LISTED ENTRIES:
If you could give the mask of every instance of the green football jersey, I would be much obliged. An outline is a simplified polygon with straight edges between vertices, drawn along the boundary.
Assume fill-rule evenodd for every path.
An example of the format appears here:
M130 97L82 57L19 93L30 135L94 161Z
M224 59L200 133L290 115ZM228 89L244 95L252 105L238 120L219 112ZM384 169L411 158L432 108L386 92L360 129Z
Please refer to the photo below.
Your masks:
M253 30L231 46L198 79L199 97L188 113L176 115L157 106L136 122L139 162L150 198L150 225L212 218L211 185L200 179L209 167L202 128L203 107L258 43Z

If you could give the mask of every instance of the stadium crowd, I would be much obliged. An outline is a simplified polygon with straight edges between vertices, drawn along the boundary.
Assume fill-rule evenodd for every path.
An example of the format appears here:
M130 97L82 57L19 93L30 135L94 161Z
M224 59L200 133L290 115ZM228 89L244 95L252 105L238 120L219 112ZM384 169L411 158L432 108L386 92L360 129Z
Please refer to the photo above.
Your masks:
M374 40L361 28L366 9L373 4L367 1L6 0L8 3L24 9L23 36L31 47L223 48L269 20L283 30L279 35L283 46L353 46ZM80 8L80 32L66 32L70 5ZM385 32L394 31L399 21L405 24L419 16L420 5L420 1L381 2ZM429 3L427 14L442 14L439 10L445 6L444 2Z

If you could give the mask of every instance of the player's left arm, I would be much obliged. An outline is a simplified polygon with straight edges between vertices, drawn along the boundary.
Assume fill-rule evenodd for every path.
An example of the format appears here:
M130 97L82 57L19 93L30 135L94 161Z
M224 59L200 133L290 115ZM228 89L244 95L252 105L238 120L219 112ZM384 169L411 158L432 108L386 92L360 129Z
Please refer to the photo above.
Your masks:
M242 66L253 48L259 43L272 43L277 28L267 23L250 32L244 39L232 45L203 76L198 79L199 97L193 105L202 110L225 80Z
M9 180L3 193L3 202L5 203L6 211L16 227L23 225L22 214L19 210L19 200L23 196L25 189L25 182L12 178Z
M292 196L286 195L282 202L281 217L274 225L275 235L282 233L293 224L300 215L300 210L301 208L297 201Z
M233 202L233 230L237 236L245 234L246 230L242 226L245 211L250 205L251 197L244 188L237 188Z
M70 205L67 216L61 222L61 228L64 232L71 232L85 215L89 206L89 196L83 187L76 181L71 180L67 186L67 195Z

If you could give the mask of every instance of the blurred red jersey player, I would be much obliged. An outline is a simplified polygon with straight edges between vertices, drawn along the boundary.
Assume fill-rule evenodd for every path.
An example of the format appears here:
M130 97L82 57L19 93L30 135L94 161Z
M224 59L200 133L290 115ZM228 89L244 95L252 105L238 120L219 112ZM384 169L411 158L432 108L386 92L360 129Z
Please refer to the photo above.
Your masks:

ABOUT THIS EXERCISE: Within the records above, each line containing "player" is to be returned.

WRITTEN ANSWER:
If you could give the mask of every instance of the player's left arm, I would be much obliged. An outline is a simplified polygon with straight edges between vertices, drawn along the boundary.
If you could give the mask of every instance of the blurred red jersey player, I would be much obliged. An outline is a simplified polygon with straight edges between vertices, drawn along the boundary.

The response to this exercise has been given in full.